■ Exercise goal ■
Restate the following records word for word without images.

■ Raw data ■
%%

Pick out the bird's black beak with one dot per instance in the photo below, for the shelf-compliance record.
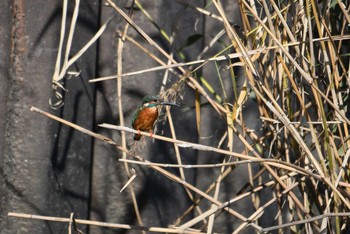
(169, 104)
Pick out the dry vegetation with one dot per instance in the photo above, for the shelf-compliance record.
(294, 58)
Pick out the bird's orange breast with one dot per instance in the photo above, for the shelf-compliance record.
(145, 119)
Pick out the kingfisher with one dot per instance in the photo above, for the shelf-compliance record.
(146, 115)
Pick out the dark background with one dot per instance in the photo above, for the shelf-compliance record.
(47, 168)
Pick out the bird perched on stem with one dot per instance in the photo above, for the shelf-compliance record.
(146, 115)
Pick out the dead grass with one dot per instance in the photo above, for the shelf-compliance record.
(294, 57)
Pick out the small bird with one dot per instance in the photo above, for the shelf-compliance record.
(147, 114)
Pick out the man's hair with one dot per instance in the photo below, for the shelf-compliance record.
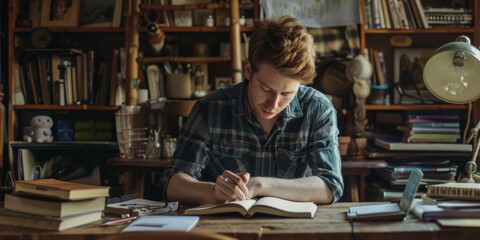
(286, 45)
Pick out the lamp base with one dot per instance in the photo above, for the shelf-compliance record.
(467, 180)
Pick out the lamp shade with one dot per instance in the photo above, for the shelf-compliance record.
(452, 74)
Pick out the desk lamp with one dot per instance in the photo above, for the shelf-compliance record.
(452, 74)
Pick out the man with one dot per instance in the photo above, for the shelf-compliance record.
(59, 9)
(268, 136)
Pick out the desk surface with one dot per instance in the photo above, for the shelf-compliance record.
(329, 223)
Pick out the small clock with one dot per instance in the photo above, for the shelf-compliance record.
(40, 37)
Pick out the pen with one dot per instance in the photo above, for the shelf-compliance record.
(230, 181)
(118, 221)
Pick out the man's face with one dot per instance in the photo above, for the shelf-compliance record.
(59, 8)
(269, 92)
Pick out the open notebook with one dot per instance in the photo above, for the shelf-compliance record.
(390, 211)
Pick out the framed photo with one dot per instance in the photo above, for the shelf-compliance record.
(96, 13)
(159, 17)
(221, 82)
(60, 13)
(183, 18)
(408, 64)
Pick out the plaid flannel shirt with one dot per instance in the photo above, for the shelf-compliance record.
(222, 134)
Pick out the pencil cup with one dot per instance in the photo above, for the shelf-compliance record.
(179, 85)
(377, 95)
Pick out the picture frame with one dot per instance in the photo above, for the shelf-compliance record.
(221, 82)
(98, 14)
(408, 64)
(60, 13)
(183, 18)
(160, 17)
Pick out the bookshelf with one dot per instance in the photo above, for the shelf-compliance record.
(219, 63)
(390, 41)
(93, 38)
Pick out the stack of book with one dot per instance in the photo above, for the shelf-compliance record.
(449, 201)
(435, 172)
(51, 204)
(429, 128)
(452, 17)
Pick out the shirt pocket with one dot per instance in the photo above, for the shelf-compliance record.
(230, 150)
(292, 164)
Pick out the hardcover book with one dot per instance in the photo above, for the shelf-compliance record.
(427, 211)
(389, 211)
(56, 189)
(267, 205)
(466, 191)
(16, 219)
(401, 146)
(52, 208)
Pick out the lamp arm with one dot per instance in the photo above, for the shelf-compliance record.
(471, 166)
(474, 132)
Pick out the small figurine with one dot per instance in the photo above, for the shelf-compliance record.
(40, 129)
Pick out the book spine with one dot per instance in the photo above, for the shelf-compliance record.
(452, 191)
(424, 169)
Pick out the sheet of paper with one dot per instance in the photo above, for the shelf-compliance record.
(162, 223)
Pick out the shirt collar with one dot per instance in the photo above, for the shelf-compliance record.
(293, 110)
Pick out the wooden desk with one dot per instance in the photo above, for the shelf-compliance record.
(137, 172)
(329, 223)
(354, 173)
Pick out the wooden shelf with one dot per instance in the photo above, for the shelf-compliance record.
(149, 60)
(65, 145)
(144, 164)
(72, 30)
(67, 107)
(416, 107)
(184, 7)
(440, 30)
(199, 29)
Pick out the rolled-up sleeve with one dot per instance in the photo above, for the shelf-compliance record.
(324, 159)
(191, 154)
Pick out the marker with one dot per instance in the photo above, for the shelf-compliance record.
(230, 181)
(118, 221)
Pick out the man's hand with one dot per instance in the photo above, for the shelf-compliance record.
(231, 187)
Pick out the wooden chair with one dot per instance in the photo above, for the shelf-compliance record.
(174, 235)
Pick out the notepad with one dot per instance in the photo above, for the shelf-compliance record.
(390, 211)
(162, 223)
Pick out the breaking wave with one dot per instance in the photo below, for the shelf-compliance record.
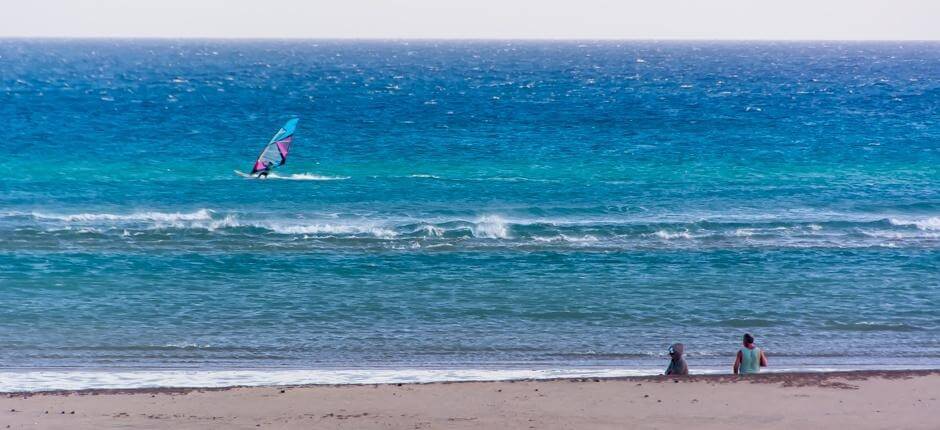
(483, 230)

%%

■ Solved exercise ■
Pick out the bird's black beak with one dot per instance in the photo below, for the shelf-compliance record.
(169, 104)
Pick out the dry vegetation with one dot per instance in the photo above, for the shelf-compliance record.
(294, 58)
Pick out the bird's orange breast with one dot per instance in the photo above, for the shelf-compliance record.
(145, 119)
Pick out the kingfisher with one dot per instance in the photo above, for the shelf-compliance record.
(146, 115)
Pick out the dark background with one dot per instance in the photo above, for the shelf-compliance record.
(47, 168)
Pick out the bird perched on stem with one dot per instance in the photo above, for the shelf-compliance record.
(146, 115)
Pick out the dead grass with one dot per instance in the photo above, for the shelf-compliance record.
(294, 57)
Pick out the small bird with one dot per instance in the photo above, for the shelf-compliance record.
(147, 114)
Pick out the man's hair with one dot per instance in the photo below, for the shelf-compliance record.
(286, 45)
Pick out the lamp base with one dot per instance in the photo above, for the shelf-compliance record.
(467, 180)
Pick out the lamp shade with one dot per instance in the photo above, for the shelf-compliance record.
(452, 74)
Pick out the desk lamp with one dot per instance in the photo above, for the shelf-compliance record.
(452, 74)
Pick out the man with one dot per instance in the photo above, for the shelf-compliance record.
(59, 9)
(268, 136)
Pick out the desk surface with one dot per instance in the photo above, for the shelf-compliance record.
(329, 223)
Pick out the small clock with one dot per instance in the photo above, for the shelf-compliance record.
(40, 37)
Pick out the pen with one dot per instance in the photo above, for the shelf-compliance record.
(230, 181)
(118, 221)
Pick out the man's face with one dot per instance in the photo above, for the shelf-compliance record.
(59, 8)
(269, 92)
Pick out the open notebook with one dot per instance in the photo above, for the shelf-compliance record.
(390, 211)
Pick out the framed photo with one dot per instance in the photo above, for the shelf-compliance record.
(96, 13)
(159, 17)
(221, 82)
(60, 13)
(183, 18)
(408, 64)
Pick out the plaid flannel shirt with one dot per instance in the photo above, for the shelf-compliance record.
(222, 134)
Pick out the pencil cup with one dot per instance in the photo above, for the shelf-compliance record.
(179, 85)
(377, 95)
Pick out the picture frame with one dot per instance in the photo above, for the shelf-compliance record.
(221, 82)
(98, 14)
(408, 64)
(60, 13)
(183, 18)
(160, 17)
Pick out the bookshelf with one dot per instance in the photo above, for the shelf-compliance record.
(219, 63)
(390, 41)
(93, 38)
Pick out the stack of book with one dot per instance in the photo above, for the shelf-compliance record.
(449, 201)
(435, 172)
(51, 204)
(429, 128)
(452, 17)
Pick out the shirt pocket with one dot per instance in the photo above, for the shelf-compliance record.
(230, 150)
(292, 164)
Pick out the hardcover book with one dot per instance in the photo above, for the shelf-compliance record.
(427, 211)
(389, 211)
(56, 189)
(267, 205)
(466, 191)
(16, 219)
(401, 146)
(52, 208)
Pick out the lamp arm with one dot per instance in the photo above, for the shelf-compliance record.
(471, 166)
(474, 132)
Pick out the small figurine with one dot per instance in the photo above, for the shelf-compliance record.
(40, 129)
Pick out the book spine with one dot per instance in the photo above, for the shelf-compliance record.
(452, 191)
(424, 169)
Pick out the sheet of paper with one dot per instance in the photo above, for the shelf-compliance record.
(162, 223)
Pick out the shirt collar with one dot per instance in the photo above, for the shelf-compliance record.
(293, 110)
Pick out the wooden desk with one dot per instance in the photo above, for the shelf-compliance record.
(137, 172)
(329, 223)
(354, 173)
Pick out the wooden shelf with one dot per instance in the photo above, for the shelf-compliance record.
(149, 60)
(65, 145)
(144, 164)
(72, 30)
(67, 107)
(416, 107)
(184, 7)
(440, 30)
(199, 29)
Pick out the rolled-up sleeve with one dot per instance in the photo above, for the shelf-compliance record.
(324, 159)
(191, 154)
Pick out the marker with one dot per instance in the photo above, for the shelf-compliance record.
(230, 181)
(118, 221)
Pick out the man's hand with one dot per instance in the photo above, for the shelf-compliance record.
(231, 187)
Pick out the wooden chair with one dot per instance in the photo above, for the shelf-compliance record.
(174, 235)
Pick out the notepad with one dot per instance in the photo above, for the shelf-compliance record.
(390, 211)
(162, 223)
Pick out the breaking wave with one dot per instance in the photo below, for the shelf-compliance record.
(483, 230)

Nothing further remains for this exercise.